**TASKS FOR THIS EXERCISE**:
[a] Copy the hist triggers announcement from "This is v2 of" to "syscall file however).", switching "patchset" to "patch series".
[b] Continue the hist triggers announcement from the point where it stops.

This is v2 of my previously posted 'hashtriggers' patchset [1], but
renamed to 'hist triggers' following feedback from v1.

Since then, the kernel has gained a tracing map implementation in the
form of bpf_map, which this patchset makes a bit more generic, exports
and uses (as tracing_map_*, still in the bpf syscall file however).

A large part of the initial hash triggers implementation was devoted
to a map implementation and general-purpose hashing functions, which
have now been subsumed by the bpf maps.  I've completely redone the
trigger patches themselves to work on top of tracing_map.  The result
is a much simpler and easier-to-review patchset that's able to focus
more directly on the problem at hand.

**RAW DATA**:
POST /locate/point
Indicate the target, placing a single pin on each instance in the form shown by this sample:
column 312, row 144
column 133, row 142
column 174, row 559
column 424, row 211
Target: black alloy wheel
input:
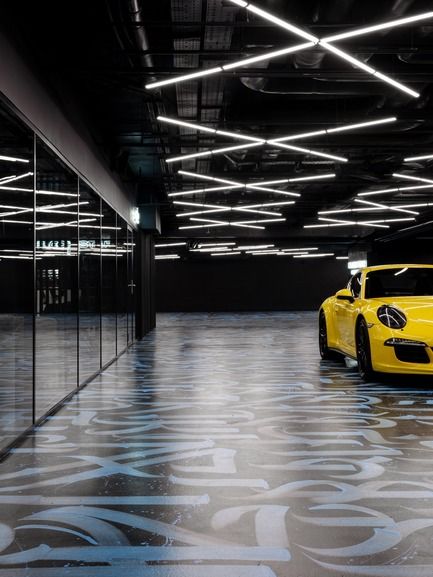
column 363, row 352
column 325, row 352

**OUTPUTS FOR THE TASKS**:
[a]
This is v2 of my previously posted 'hashtriggers' patch series [1], but
renamed to 'hist triggers' following feedback from v1.

Since then, the kernel has gained a tracing map implementation in the
form of bpf_map, which this patch series makes a bit more generic, exports
and uses (as tracing_map_*, still in the bpf syscall file however).

[b]
The new version addresses all the comments from the previous review,
including changing the name from hash->hist, adding separate 'hist'
files for the output, and moving the examples into Documentation.

This patchset also includes a couple other new and related triggers,
enable_hist and disable_hist, very similar to the existing
enable_event/disable_event triggers used to automatically enable and
disable events based on a triggering condition, but in this case
allowing hist triggers to be enabled and disabled in the same way.

The only problem with using the bpf_map implementation for this is
that it uses kmalloc internally, which causes problems when trying to
trace kmalloc itself.  I'm guessing the ebpf tracing code would also
share this problem e.g. when using bpf_maps from probes on kmalloc().
This patchset attempts a solution to that problem (by adding a
gfp_flag and changing the kmem memory allocation tracepoints to
conditional variants) for checking for it in for but I'm not sure it's
the best way to address it.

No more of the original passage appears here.